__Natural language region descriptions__
%%
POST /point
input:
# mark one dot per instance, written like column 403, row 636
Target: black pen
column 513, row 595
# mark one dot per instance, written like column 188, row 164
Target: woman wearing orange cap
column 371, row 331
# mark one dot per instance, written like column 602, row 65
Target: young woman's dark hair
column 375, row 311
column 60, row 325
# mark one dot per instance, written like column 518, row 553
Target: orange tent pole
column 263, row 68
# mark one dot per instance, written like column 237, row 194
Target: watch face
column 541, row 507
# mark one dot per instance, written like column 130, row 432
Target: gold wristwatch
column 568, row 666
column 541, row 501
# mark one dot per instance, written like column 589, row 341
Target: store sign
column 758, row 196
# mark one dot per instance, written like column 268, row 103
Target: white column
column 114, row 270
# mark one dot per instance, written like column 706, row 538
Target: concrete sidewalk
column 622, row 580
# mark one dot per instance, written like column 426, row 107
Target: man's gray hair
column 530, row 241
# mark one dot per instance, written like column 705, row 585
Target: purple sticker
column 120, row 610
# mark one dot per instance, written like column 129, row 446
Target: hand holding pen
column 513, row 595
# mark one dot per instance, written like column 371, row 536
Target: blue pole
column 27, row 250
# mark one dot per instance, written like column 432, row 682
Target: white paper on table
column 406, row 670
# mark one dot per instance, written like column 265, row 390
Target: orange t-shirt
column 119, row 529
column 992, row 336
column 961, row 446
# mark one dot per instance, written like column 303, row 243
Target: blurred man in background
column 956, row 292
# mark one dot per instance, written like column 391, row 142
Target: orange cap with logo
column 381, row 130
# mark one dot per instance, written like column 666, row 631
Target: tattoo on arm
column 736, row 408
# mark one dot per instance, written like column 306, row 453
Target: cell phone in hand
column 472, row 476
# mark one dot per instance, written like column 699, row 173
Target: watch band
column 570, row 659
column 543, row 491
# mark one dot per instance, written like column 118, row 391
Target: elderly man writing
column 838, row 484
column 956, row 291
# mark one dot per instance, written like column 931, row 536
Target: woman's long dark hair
%%
%%
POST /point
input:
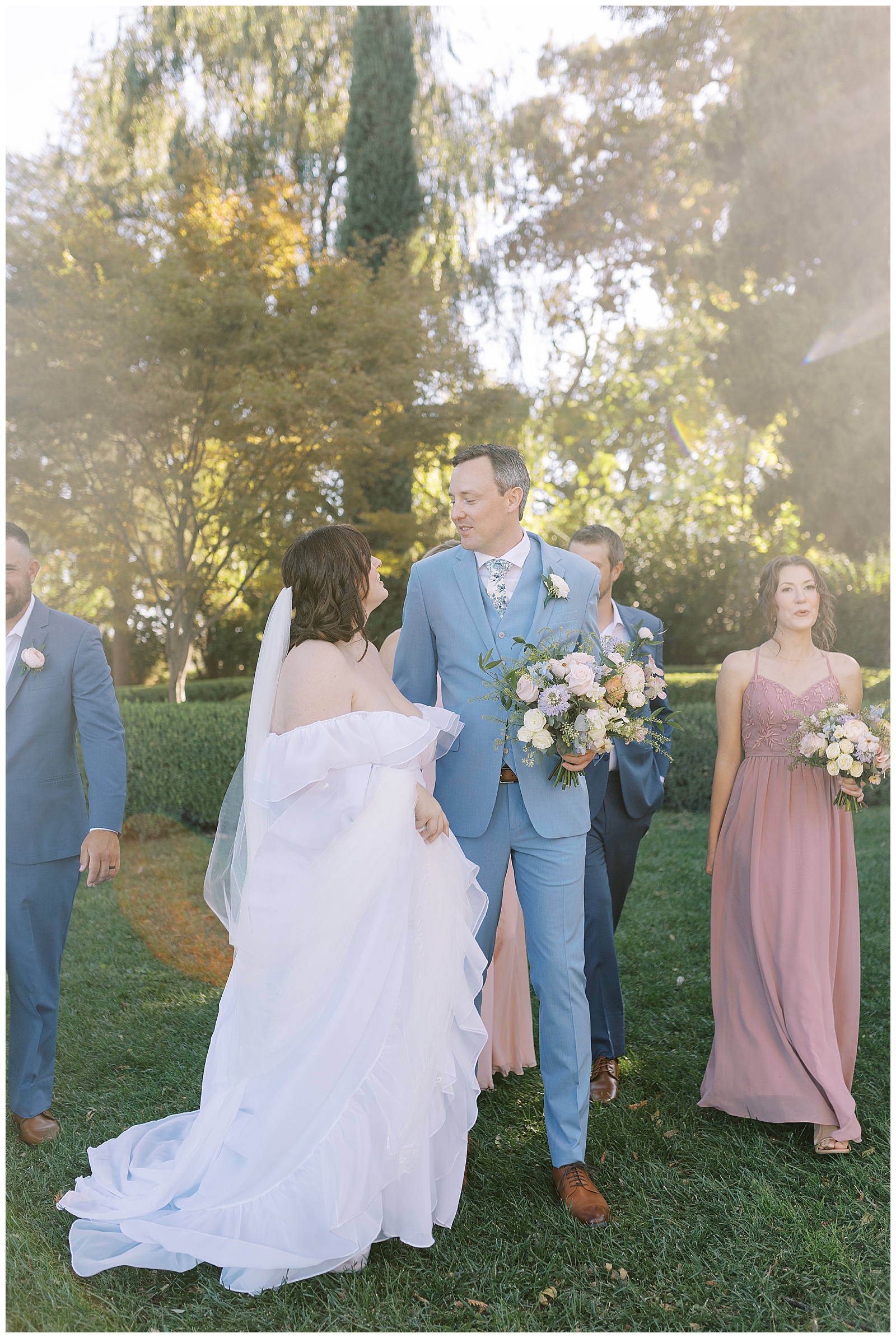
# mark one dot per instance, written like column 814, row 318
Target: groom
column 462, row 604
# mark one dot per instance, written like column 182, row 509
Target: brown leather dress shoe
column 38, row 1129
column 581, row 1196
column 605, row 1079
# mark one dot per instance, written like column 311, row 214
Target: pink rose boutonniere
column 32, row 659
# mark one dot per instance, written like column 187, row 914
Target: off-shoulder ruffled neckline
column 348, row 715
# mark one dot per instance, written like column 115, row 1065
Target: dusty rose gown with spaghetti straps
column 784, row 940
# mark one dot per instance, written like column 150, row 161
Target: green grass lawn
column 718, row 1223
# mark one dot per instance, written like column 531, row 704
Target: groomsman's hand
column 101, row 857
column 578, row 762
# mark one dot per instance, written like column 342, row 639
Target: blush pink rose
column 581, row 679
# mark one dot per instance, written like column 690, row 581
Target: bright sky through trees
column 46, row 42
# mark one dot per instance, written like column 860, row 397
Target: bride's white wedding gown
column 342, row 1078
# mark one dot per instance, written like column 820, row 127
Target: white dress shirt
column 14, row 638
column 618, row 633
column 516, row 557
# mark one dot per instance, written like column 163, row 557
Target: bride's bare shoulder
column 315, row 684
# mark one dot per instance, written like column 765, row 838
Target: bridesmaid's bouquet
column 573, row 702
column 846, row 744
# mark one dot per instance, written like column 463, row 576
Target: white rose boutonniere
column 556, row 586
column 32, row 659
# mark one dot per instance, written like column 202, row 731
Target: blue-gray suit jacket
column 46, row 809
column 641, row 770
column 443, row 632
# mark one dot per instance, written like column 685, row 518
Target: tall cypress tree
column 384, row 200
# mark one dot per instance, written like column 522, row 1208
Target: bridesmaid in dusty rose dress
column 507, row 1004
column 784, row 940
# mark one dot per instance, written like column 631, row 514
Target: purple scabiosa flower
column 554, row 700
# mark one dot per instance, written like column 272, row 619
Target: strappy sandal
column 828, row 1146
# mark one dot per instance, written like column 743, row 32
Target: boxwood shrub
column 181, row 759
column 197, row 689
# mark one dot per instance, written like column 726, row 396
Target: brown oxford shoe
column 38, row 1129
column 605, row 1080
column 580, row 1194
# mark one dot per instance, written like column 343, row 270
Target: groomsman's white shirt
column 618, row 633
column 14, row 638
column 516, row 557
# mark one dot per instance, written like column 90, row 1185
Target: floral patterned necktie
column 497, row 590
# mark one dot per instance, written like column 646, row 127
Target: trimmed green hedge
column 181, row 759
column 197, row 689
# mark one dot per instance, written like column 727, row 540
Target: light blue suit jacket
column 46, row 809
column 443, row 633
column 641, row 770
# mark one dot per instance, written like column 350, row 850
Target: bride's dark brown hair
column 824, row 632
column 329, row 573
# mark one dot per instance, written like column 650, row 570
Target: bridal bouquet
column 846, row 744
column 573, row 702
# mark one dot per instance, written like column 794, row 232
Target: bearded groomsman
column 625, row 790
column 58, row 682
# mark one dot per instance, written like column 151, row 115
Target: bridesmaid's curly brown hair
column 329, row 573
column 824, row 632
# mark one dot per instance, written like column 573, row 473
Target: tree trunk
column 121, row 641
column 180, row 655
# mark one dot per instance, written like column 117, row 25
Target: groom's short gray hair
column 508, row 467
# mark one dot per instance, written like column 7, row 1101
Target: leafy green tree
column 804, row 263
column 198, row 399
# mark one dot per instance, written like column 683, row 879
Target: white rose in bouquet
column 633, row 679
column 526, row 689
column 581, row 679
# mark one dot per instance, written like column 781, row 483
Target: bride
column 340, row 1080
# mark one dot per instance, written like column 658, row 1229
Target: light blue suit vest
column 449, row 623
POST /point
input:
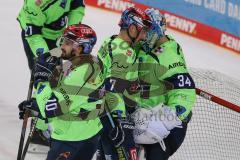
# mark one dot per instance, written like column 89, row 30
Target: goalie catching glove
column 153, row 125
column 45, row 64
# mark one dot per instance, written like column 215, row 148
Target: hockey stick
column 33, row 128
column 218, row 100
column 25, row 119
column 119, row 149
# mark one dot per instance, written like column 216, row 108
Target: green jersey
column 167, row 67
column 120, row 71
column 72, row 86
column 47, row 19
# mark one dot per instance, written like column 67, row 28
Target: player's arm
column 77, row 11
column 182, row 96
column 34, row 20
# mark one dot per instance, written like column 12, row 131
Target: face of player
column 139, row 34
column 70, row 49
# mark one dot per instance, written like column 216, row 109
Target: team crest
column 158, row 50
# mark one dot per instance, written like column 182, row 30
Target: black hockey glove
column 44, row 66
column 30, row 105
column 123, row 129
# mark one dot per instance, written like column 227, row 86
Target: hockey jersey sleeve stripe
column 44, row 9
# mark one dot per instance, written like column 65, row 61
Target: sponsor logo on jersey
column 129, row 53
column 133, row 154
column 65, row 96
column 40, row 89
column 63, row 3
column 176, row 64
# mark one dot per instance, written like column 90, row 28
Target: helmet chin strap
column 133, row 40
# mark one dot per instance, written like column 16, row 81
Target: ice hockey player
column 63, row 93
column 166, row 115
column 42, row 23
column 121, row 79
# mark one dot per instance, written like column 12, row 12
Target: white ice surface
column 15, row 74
%%
__Exercise details__
Write down again, exactly as given, only the lines above that fall from the line with "Target: gold wristwatch" to the line with "# mark one dot per instance, written like column 706, row", inclusive.

__Expected answer__
Target: gold wristwatch
column 568, row 666
column 541, row 501
# mark one dot per instance, written like column 589, row 341
Target: store sign
column 758, row 196
# mark one dot per instance, written like column 268, row 103
Target: white column
column 114, row 270
# mark one dot per instance, written like column 706, row 538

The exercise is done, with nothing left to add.